→ WHAT IS BEING ASKED
Find each line in the records below that contains the word "every" and copy it out. Letter case counts.

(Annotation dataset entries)
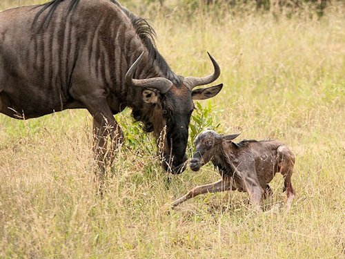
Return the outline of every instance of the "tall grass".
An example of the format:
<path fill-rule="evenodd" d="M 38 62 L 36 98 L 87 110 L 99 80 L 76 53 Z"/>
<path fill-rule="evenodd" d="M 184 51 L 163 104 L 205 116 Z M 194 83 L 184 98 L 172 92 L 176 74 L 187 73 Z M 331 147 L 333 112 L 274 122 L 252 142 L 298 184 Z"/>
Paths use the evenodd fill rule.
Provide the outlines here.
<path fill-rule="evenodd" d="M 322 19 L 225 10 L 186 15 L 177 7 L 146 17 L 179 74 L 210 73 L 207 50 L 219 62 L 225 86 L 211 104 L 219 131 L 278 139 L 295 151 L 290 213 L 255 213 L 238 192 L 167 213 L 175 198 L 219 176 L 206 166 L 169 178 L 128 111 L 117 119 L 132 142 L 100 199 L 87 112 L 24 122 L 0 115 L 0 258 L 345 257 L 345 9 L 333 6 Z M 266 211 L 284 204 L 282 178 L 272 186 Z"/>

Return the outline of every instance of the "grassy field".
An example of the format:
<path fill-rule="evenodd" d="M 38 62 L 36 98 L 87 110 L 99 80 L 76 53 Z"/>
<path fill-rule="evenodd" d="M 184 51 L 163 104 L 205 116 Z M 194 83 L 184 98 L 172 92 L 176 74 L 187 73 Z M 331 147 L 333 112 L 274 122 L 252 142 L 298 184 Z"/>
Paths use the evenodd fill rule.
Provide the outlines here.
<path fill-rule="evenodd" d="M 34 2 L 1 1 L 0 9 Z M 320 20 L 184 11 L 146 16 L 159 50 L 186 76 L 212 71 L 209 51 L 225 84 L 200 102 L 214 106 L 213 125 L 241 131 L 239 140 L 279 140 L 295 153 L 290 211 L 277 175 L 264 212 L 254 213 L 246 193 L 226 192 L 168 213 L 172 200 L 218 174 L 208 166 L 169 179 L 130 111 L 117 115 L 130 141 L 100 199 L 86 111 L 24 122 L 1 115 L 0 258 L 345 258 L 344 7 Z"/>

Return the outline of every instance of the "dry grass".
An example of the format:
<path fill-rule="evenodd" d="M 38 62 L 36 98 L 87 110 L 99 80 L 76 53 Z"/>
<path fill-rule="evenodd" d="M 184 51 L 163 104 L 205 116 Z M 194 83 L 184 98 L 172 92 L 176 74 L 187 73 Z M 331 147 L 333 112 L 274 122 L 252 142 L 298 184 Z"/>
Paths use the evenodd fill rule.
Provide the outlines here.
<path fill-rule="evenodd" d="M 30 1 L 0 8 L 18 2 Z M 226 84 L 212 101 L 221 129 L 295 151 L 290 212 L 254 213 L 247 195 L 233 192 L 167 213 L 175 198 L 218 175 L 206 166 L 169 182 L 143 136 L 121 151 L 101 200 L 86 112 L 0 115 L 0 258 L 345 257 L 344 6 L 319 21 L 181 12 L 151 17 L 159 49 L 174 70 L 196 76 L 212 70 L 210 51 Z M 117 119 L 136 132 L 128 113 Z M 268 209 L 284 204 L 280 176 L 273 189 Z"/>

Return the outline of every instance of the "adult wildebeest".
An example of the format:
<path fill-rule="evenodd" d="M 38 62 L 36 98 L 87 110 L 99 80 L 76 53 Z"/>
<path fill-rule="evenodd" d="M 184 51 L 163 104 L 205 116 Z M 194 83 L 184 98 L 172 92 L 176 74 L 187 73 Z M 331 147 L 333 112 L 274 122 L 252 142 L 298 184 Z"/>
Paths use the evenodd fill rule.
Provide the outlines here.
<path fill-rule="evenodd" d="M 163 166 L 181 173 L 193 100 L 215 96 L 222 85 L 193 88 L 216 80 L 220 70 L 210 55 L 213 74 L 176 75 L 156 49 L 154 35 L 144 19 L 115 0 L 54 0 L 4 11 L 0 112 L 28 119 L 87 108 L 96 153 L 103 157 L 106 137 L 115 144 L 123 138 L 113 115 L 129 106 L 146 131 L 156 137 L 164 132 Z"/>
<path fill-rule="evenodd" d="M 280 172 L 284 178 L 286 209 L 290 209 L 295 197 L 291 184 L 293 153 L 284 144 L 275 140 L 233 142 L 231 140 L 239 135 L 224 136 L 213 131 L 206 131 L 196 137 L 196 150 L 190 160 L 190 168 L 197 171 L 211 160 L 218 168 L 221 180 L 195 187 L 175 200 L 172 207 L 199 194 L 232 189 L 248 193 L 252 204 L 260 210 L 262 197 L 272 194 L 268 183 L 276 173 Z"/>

→ SOLUTION
Return the outline of every instance of the "tall grass".
Return the outline of every instance of the "grassy field".
Return the outline of every instance of the "dry grass".
Return the outline of every instance of the "adult wildebeest".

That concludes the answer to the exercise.